[Dataset entries]
------------------------
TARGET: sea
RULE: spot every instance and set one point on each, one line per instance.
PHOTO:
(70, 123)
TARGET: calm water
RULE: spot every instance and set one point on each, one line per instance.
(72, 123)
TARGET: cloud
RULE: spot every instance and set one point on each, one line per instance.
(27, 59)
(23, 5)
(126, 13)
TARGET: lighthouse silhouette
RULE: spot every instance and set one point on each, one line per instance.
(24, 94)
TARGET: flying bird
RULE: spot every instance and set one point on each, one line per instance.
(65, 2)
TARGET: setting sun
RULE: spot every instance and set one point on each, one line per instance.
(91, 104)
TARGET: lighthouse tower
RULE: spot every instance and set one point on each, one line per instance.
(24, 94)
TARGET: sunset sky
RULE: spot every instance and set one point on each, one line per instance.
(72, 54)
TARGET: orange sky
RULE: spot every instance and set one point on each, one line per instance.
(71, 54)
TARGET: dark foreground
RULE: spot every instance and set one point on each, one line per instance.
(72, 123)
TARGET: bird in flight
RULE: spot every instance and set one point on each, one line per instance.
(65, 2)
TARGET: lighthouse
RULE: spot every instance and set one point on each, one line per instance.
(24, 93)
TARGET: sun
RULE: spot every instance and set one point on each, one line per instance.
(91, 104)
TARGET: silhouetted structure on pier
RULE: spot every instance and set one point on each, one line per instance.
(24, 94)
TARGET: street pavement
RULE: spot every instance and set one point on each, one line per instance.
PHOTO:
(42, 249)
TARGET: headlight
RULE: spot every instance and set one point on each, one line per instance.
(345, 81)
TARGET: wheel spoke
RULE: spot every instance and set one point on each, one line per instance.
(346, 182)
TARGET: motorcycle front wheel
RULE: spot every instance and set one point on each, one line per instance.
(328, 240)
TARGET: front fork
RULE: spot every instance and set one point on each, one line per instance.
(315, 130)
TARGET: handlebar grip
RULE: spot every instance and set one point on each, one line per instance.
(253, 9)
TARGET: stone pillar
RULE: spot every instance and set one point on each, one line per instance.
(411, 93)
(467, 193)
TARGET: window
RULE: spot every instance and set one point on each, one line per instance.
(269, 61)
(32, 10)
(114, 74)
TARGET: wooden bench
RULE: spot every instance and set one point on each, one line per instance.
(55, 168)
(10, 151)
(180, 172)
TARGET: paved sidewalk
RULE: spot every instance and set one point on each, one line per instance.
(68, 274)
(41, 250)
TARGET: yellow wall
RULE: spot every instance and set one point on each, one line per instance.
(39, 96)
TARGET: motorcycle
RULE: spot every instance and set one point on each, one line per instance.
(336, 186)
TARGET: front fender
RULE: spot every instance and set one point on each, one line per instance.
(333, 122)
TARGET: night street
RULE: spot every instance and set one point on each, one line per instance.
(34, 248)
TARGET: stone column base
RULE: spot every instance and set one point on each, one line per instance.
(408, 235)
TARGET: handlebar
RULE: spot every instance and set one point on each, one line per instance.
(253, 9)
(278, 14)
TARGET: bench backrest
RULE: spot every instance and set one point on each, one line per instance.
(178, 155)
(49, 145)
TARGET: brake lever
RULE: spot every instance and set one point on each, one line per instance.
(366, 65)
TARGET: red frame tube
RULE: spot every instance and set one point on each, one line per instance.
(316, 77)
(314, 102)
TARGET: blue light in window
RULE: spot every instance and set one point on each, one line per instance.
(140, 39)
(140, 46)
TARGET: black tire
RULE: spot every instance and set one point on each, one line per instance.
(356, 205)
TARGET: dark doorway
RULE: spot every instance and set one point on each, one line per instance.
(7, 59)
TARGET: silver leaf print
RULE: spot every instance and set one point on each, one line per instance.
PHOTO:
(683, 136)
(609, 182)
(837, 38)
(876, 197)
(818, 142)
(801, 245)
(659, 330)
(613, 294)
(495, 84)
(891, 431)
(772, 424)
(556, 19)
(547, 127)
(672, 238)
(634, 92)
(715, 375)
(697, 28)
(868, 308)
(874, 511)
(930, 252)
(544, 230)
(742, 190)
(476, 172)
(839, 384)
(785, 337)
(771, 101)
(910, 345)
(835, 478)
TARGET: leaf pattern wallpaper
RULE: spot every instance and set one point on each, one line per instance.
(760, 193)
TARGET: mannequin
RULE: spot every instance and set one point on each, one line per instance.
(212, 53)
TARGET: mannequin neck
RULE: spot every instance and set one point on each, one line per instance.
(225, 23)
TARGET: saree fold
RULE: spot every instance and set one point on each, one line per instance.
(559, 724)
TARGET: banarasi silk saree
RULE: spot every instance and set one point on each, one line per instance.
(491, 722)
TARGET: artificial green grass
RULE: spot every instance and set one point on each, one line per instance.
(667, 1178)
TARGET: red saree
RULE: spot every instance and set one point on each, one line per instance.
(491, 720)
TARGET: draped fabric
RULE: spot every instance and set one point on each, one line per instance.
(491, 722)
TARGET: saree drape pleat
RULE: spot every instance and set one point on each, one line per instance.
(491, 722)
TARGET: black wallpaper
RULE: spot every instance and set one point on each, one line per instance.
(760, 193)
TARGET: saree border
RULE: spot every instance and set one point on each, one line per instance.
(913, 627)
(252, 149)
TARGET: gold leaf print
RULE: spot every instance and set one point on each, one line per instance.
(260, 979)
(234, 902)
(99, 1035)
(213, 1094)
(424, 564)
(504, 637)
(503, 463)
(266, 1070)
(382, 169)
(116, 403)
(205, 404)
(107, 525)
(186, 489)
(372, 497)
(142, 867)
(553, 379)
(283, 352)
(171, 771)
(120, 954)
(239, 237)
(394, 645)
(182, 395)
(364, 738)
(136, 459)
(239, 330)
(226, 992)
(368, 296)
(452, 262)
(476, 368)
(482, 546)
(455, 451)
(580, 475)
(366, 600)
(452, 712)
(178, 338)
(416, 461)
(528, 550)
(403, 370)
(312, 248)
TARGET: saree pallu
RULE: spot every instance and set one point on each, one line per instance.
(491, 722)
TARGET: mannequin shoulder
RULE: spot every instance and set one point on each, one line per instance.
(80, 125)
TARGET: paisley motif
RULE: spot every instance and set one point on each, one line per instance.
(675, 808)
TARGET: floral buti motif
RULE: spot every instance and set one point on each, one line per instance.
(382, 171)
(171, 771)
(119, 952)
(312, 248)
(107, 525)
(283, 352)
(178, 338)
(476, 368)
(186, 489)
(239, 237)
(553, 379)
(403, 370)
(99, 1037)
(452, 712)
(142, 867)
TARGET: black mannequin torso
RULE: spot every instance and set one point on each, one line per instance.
------------------------
» What you need to do
Nothing but an exact copy of the lines from the first one above through the line holding "TARGET: sunset sky" should be returned.

» Response box
TARGET: sea
RULE: spot every instance and set one point on each, one line per instance.
PHOTO:
(70, 123)
TARGET: calm water
RULE: spot every instance and set one point on each, one line per instance.
(72, 123)
TARGET: cloud
RULE: spot every instance and set one point on each, one line per instance.
(27, 59)
(23, 5)
(126, 13)
TARGET: lighthouse silhouette
RULE: spot every instance and set one point on each, one line per instance.
(24, 94)
TARGET: flying bird
RULE: spot every instance and set one point on each, one line per instance.
(65, 2)
TARGET: setting sun
RULE: spot every instance and set one point on each, one line per instance.
(91, 104)
TARGET: lighthouse tower
RULE: spot every instance and set one point on each, one line per instance.
(24, 94)
TARGET: sunset sky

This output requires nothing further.